Extract exactly the range of lines bounded by the line containing "on shirt above? Mark it with a dot." and the final line of the listing, both ends included, and no other lines.
┌──
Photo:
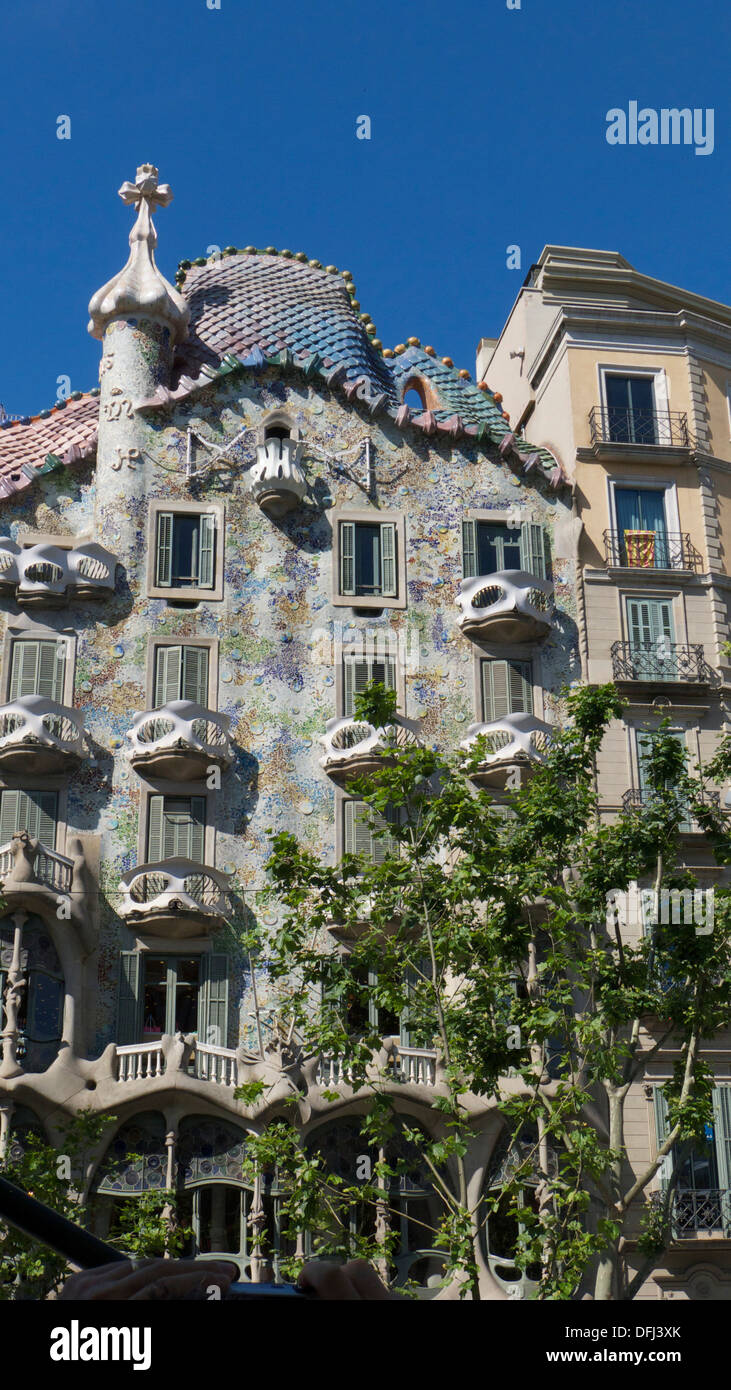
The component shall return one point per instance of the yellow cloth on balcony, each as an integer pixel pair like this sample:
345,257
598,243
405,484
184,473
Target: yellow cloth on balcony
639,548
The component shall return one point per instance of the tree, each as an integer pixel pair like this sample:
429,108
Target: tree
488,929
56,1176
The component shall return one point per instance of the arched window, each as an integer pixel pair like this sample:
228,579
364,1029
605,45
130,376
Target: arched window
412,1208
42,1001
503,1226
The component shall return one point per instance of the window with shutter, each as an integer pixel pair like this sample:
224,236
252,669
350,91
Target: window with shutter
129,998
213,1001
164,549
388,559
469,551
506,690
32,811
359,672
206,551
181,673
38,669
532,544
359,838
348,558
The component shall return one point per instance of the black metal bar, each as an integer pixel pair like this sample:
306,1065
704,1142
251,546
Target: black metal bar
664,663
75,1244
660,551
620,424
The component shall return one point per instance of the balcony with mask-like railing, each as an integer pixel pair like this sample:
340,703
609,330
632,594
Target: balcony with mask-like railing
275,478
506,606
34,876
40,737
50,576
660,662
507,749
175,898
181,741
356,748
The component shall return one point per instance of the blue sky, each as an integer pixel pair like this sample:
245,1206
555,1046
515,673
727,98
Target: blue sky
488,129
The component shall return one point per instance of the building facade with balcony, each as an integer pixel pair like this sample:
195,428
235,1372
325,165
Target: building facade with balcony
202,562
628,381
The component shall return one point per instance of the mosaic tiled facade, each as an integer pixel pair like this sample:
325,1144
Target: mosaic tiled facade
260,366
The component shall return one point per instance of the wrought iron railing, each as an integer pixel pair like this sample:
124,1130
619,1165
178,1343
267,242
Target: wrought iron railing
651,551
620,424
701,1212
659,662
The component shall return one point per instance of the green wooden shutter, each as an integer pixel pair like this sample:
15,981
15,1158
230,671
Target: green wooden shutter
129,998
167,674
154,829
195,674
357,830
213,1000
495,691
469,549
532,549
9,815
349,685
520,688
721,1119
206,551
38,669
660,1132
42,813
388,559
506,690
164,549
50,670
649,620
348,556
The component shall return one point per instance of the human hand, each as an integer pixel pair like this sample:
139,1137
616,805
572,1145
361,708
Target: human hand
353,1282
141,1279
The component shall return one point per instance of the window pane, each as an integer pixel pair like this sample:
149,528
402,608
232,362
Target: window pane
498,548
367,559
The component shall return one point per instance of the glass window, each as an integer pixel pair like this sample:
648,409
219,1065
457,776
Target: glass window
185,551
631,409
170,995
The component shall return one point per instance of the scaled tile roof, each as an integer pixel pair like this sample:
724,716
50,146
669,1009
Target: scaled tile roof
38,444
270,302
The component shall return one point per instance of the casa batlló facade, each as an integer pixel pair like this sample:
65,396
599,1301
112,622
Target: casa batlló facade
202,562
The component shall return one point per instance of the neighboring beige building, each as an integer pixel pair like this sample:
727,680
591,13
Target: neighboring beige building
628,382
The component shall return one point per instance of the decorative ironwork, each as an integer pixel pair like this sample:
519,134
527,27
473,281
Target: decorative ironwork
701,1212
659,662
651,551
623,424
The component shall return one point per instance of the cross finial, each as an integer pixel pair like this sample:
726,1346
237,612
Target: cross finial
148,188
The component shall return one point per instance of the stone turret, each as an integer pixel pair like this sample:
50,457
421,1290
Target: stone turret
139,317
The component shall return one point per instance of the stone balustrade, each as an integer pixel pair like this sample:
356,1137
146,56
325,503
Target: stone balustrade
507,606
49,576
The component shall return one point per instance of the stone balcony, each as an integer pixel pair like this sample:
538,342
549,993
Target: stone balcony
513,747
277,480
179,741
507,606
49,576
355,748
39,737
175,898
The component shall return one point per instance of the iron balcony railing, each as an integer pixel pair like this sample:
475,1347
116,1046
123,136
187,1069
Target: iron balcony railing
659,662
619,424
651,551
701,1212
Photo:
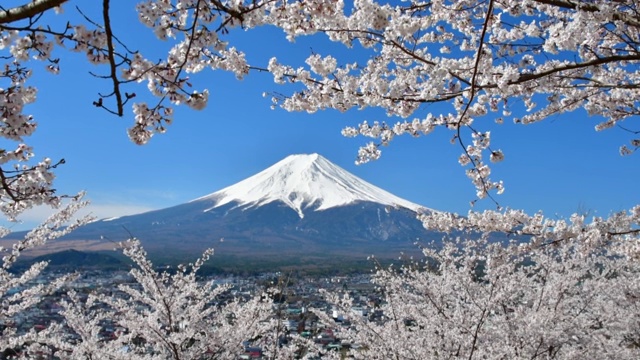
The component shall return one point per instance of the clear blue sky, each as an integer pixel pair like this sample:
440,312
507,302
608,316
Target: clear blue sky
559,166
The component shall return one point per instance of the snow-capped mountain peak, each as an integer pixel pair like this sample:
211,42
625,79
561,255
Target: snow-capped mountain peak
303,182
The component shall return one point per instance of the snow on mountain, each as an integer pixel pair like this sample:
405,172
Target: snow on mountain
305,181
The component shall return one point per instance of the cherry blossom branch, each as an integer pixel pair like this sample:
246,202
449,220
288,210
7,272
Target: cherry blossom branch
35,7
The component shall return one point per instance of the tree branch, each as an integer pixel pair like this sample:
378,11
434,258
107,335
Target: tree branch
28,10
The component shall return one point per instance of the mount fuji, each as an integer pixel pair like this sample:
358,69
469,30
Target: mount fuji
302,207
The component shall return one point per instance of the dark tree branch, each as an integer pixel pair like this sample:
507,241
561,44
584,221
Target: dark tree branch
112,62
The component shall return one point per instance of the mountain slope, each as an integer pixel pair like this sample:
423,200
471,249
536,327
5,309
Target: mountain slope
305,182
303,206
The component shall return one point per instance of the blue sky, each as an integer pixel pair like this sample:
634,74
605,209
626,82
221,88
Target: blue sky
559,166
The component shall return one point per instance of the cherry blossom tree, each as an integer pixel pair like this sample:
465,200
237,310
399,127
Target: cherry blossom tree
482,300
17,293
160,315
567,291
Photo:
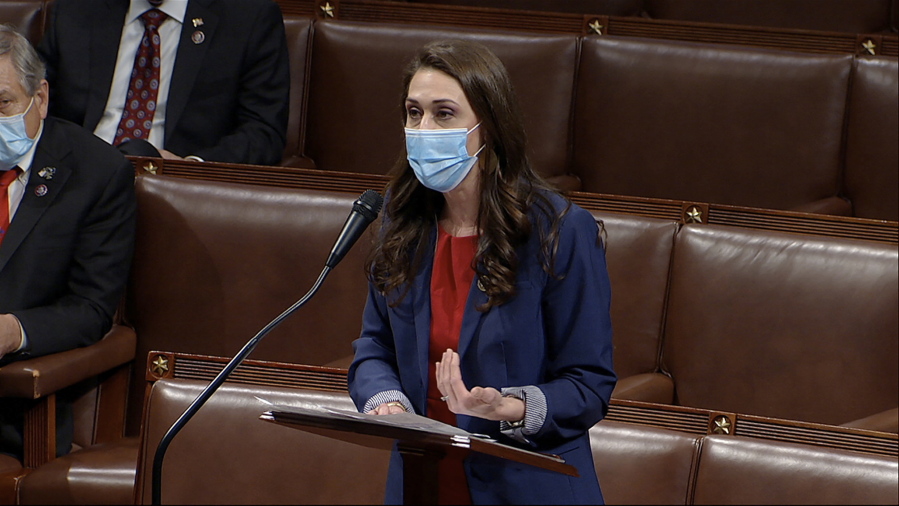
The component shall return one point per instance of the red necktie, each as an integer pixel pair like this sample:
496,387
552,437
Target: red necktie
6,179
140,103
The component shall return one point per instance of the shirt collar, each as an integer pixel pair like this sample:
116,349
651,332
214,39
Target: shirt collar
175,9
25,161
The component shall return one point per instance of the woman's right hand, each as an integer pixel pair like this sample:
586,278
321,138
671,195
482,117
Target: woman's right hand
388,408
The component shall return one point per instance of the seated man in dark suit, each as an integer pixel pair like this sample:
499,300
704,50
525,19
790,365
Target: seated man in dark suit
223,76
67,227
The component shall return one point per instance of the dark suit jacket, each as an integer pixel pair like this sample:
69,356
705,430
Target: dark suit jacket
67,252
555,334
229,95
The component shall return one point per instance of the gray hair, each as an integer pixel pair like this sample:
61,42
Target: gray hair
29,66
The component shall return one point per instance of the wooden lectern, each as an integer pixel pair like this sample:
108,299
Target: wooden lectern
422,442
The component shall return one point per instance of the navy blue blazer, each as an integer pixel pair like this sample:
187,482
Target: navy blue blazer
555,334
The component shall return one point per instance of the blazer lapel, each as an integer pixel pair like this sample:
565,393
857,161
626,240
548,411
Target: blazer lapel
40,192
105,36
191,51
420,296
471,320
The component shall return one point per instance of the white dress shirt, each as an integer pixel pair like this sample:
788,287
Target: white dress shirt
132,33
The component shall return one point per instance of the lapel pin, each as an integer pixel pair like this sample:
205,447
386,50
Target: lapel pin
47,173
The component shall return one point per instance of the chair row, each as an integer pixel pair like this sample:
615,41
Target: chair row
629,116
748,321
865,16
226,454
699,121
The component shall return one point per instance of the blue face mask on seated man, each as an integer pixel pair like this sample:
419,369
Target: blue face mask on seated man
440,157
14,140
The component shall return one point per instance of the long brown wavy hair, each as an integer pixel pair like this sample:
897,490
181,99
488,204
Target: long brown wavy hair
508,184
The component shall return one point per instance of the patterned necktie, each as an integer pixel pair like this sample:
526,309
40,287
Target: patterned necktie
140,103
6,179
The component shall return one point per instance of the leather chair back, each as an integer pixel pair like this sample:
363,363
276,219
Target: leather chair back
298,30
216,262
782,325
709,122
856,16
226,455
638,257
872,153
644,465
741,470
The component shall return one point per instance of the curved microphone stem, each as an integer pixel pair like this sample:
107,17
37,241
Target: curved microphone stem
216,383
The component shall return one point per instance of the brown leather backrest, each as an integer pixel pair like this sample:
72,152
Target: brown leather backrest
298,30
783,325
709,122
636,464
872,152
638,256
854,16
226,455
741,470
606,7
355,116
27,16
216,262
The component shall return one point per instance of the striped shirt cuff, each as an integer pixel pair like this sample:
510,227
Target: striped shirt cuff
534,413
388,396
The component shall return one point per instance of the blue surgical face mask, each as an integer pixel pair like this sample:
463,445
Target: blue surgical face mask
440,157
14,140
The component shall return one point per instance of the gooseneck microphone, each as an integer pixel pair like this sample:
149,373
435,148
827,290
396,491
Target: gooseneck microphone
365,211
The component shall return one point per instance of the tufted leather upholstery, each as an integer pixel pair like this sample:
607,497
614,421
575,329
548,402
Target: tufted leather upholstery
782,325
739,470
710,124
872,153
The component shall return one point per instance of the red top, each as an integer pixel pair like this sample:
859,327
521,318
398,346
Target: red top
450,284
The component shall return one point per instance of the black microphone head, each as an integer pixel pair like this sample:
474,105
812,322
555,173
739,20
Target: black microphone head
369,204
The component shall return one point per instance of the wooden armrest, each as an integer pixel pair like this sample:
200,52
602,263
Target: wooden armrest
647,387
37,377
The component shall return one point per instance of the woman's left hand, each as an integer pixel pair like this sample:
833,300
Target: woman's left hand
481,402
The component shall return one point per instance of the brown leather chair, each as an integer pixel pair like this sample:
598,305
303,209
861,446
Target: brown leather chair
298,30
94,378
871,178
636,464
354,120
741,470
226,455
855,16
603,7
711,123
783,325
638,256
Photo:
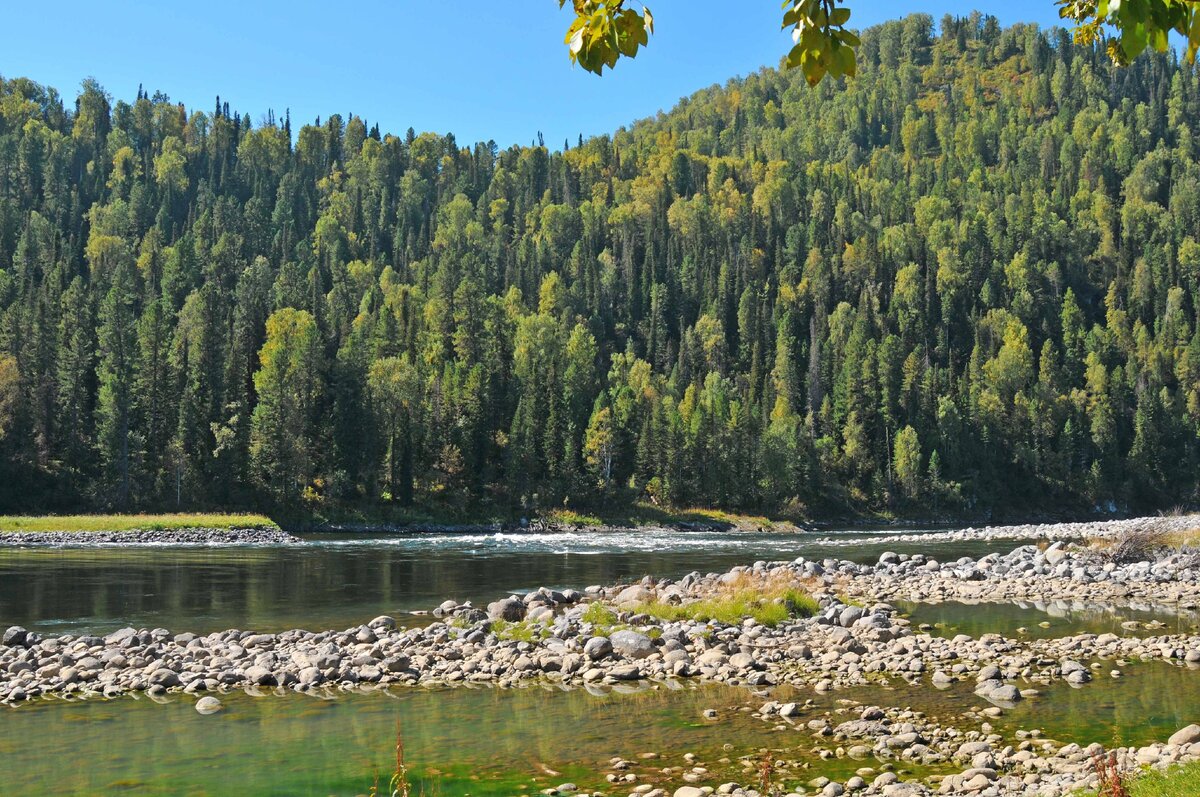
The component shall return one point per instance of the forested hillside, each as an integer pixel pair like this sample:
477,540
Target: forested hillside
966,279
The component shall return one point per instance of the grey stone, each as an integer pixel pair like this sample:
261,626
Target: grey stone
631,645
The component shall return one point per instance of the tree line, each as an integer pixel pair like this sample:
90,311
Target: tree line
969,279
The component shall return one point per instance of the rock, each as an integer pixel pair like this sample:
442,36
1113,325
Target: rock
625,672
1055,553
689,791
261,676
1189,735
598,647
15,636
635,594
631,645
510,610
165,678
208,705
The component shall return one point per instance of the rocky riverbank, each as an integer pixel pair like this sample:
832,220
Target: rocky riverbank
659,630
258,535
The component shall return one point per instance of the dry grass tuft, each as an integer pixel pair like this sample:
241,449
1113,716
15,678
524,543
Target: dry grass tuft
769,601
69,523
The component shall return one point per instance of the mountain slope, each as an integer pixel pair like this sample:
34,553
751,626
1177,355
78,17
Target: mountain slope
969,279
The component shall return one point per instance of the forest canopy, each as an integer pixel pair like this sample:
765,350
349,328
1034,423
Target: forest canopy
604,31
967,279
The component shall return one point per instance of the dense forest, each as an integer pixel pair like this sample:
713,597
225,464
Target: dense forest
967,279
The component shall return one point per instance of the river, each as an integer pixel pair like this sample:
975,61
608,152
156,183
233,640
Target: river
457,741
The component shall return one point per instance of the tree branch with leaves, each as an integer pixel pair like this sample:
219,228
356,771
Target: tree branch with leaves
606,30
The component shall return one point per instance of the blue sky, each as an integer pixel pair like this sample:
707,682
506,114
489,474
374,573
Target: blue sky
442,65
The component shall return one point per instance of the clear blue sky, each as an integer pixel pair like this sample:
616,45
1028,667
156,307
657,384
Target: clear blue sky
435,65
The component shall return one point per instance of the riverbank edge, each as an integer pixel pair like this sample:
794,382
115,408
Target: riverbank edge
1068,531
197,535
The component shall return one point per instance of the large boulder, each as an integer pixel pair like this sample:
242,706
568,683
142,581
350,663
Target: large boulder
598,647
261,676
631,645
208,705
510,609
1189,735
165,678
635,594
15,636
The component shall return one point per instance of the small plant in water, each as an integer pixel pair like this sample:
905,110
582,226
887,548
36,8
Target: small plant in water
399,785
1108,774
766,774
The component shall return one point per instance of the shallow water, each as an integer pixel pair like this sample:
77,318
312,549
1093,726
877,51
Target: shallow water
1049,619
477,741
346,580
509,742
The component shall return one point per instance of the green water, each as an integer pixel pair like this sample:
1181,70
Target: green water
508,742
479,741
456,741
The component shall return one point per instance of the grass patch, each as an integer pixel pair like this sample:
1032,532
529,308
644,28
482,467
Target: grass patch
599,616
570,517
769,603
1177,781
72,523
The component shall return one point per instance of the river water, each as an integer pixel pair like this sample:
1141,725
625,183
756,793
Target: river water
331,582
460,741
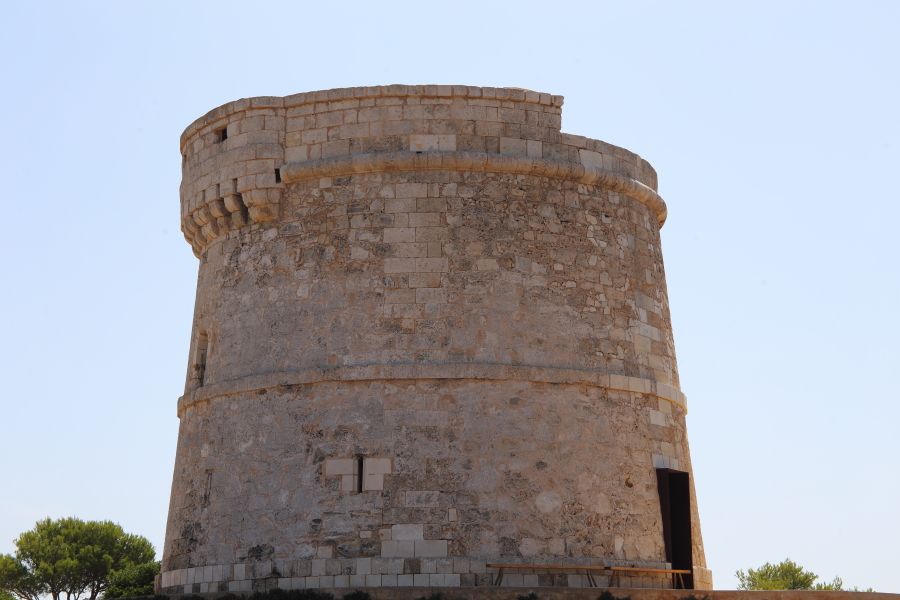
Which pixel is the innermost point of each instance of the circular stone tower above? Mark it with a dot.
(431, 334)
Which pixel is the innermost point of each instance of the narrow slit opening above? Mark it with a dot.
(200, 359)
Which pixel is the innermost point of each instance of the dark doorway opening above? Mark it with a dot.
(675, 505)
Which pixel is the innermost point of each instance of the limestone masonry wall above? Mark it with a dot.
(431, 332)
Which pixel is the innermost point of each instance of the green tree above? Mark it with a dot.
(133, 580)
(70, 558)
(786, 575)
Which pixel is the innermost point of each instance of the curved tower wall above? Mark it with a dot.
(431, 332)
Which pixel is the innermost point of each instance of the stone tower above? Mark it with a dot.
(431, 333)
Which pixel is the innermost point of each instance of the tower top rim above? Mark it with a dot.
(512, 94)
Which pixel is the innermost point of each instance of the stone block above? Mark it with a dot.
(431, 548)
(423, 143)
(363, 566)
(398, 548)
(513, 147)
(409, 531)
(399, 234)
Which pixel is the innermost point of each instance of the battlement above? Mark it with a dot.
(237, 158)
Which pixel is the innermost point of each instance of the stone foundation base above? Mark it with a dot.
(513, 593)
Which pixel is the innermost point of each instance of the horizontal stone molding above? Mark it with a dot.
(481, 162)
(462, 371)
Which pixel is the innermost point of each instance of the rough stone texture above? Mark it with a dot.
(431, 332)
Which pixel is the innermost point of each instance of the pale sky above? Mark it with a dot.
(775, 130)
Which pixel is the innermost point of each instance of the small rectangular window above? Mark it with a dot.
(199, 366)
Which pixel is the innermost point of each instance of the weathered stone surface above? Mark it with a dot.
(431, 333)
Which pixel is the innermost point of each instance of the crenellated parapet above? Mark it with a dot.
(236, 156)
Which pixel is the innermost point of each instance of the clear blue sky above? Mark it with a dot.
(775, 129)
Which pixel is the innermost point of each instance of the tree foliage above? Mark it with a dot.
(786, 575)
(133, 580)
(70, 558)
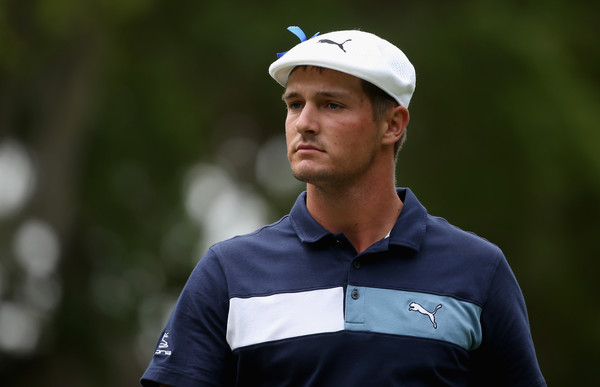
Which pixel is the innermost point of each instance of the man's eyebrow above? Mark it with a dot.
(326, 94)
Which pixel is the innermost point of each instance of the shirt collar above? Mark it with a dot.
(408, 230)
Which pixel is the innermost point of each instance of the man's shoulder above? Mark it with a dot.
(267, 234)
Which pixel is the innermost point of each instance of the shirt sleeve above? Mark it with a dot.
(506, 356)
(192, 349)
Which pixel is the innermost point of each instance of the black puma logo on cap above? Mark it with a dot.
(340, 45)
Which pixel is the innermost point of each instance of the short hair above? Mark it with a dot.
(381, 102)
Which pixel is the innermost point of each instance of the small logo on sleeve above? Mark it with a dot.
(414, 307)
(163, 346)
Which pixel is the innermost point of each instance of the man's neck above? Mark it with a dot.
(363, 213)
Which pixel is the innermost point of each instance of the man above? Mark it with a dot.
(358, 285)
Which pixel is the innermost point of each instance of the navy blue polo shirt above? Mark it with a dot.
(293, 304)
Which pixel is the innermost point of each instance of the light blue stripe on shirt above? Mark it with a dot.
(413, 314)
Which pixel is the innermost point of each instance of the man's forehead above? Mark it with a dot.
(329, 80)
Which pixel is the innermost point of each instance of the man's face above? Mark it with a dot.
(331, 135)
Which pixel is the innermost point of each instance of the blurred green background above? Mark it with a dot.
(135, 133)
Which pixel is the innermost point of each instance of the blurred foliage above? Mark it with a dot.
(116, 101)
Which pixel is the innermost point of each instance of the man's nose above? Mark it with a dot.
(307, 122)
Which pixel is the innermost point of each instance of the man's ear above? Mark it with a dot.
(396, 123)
└──
**Solution to the problem**
Which pixel is the innermost point of each instance of the light blue stripe on shirt above? Mark it with a dot.
(413, 314)
Which pixel is the innermost point of each instance of the man's forehead above? Mark it with a dot.
(329, 80)
Which pixel is the innermost point of each instance of the man's face above? Mark it with a dot.
(331, 135)
Which pixel is the innermost point of each instance of the blurred green background above? Mark it with a dot.
(135, 133)
Which pixel is the innermost point of each instance of the blurred foliage above? Mark it with a dot.
(116, 101)
Which pixel is the innermost point of each instance of the man's nose above? Mark it with a dot.
(307, 122)
Which pixel is the innermost point of each instance of the man's ear above? Mark it with a dot.
(396, 123)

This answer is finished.